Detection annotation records
-- BEGIN --

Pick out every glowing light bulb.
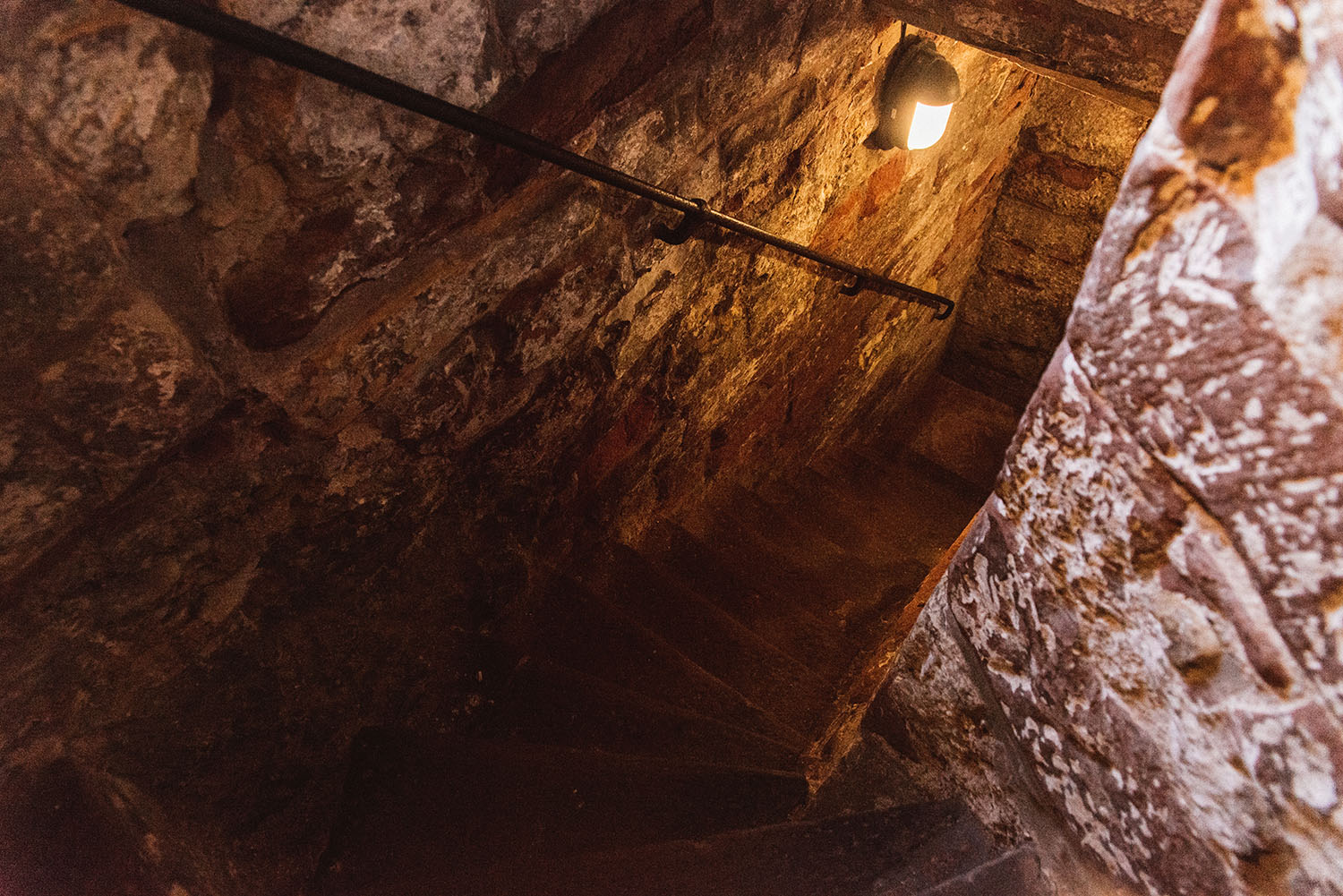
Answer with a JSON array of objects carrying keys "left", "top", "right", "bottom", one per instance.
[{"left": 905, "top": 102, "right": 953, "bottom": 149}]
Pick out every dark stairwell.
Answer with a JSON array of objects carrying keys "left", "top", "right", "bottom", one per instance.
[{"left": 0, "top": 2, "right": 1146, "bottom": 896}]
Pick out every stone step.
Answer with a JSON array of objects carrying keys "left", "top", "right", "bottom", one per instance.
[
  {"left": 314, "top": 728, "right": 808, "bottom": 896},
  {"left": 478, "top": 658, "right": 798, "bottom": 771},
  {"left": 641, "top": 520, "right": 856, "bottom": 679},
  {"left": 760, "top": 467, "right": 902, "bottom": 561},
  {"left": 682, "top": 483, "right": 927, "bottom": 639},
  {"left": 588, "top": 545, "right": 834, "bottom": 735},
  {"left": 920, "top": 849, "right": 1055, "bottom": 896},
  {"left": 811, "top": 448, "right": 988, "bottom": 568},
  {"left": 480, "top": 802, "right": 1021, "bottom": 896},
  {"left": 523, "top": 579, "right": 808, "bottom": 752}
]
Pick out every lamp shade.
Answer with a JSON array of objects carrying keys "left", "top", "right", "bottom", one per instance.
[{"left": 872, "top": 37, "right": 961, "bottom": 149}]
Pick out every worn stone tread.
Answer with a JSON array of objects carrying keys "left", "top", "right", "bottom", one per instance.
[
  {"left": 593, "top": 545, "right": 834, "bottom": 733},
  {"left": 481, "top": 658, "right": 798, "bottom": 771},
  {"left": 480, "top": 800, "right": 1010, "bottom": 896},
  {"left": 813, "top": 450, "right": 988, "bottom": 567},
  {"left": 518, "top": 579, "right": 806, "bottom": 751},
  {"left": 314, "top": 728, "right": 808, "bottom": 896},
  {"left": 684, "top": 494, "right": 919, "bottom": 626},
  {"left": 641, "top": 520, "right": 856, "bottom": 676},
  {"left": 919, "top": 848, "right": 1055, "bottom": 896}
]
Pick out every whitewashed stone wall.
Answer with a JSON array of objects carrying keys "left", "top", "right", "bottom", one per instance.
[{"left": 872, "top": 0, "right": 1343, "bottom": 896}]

-- END --

Task goal – In the listing above, find the line with "Pick out every lamp shade." and set down that line and all after it exactly, through the final line.

Answer –
Pick out every lamp shade.
Answer with a JSON array of objects carrying keys "left", "top", "right", "bottom", one per instance.
[{"left": 872, "top": 37, "right": 961, "bottom": 149}]
Pick out every worn stone tread.
Answer with a JSON array of objects carrying keys "left", "top", "right", "bottom", one per instance.
[
  {"left": 593, "top": 545, "right": 834, "bottom": 733},
  {"left": 481, "top": 658, "right": 798, "bottom": 771},
  {"left": 480, "top": 800, "right": 1010, "bottom": 896},
  {"left": 813, "top": 450, "right": 988, "bottom": 567},
  {"left": 518, "top": 579, "right": 806, "bottom": 751},
  {"left": 314, "top": 728, "right": 808, "bottom": 896},
  {"left": 684, "top": 494, "right": 919, "bottom": 626},
  {"left": 641, "top": 520, "right": 856, "bottom": 676},
  {"left": 919, "top": 848, "right": 1055, "bottom": 896}
]
Pick out every whitewashed stone wall.
Answer with a JSON array of objects carrying keys "left", "top", "right", "bottom", one per instance.
[{"left": 872, "top": 0, "right": 1343, "bottom": 896}]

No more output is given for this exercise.